**The input**
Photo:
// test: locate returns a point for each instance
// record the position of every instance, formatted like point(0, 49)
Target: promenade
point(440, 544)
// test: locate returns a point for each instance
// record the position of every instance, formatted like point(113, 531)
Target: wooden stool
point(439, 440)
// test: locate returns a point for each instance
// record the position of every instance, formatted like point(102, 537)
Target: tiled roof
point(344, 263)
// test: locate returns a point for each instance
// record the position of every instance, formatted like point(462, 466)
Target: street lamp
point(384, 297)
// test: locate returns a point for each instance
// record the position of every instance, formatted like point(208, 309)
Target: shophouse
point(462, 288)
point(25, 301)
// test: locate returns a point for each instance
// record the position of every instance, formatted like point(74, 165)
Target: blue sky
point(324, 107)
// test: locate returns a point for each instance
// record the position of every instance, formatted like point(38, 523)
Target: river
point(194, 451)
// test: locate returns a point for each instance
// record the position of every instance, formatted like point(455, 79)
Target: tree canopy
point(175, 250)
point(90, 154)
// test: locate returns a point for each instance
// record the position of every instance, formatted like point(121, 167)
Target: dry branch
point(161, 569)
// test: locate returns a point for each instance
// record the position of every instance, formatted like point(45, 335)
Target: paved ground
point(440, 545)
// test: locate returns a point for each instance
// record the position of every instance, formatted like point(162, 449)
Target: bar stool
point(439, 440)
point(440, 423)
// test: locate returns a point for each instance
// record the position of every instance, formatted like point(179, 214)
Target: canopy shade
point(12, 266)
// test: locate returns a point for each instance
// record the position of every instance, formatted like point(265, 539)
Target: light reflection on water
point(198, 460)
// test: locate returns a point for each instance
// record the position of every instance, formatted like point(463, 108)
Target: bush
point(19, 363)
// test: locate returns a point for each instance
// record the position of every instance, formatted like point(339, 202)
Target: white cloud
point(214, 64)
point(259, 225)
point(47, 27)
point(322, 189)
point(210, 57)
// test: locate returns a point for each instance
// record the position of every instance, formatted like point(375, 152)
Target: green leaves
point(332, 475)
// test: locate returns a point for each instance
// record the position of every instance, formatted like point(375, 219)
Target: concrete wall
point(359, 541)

**What is needed**
Extract the complete listing verbatim.

**Response to this exercise**
Photo:
// test: locate returns a point for each instance
// record the position of every instance, formatted like point(0, 49)
Target: promenade
point(440, 544)
// test: locate returns a point for each instance
// record the position of every instance, formatted like point(113, 531)
Target: wooden stool
point(439, 440)
// test: locate returns a point for each instance
// record the position of every instance, formatted like point(102, 537)
Target: tiled roof
point(344, 263)
// test: locate returns a point for each instance
// record the position of every instance, formatted like point(462, 466)
Target: street lamp
point(384, 297)
// test: locate returns a point for each instance
// record the position of every instance, formatted like point(208, 309)
Target: shophouse
point(462, 288)
point(25, 301)
// test: locate returns a point for each instance
// record the position of every instance, formatted like point(74, 165)
Target: blue sky
point(324, 107)
// test: locate returns a point for each instance
// record the position of every instance, formatted like point(38, 523)
Target: river
point(194, 451)
// test: locate returns a point for each instance
// record the position of every instance, formatted like point(455, 79)
Target: tree canopy
point(175, 250)
point(90, 154)
// test: locate returns a point for each instance
// record the position of every instance, formatted like point(121, 167)
Target: dry branch
point(161, 569)
// test: locate returns a point for each instance
// record the position of every instance, formatted like point(45, 335)
Target: paved ground
point(440, 545)
// test: locate returns a point for each instance
// record the position of every instance, formatted like point(162, 449)
Target: bar stool
point(439, 440)
point(440, 423)
// test: locate returns a point for each instance
// record the position of every instance, formatted like point(179, 214)
Target: canopy shade
point(12, 266)
// test: locate returns a point for each instance
// record the position of every instance, formatted like point(265, 539)
Target: light reflection on water
point(198, 460)
// test: locate returns a point for each instance
// record the position of every instance, formatted like point(463, 108)
Target: bush
point(19, 363)
// test: locate returns a point for each instance
// record the position of every instance, formatted like point(339, 202)
Target: white cloud
point(214, 64)
point(259, 225)
point(47, 27)
point(322, 189)
point(210, 57)
// test: locate returns a point for each instance
// record the position of every instance, formatted like point(375, 152)
Target: green leaves
point(332, 475)
// test: locate returns a point for each instance
// record the position of every instance, formatted like point(375, 219)
Target: concrete wall
point(359, 541)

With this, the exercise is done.